Aim of the task - Convert every line of the listing below into a JSON list of strings, one string per line, and leave out blank lines.
╭─ Given records
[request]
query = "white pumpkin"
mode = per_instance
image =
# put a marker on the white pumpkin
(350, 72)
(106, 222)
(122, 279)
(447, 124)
╰─
Response to this exercise -
[
  "[request]",
  "query = \"white pumpkin\"",
  "mode = per_instance",
  "image =",
  "# put a marker on the white pumpkin",
  "(350, 72)",
  "(106, 222)",
  "(122, 279)",
  "(447, 124)"
]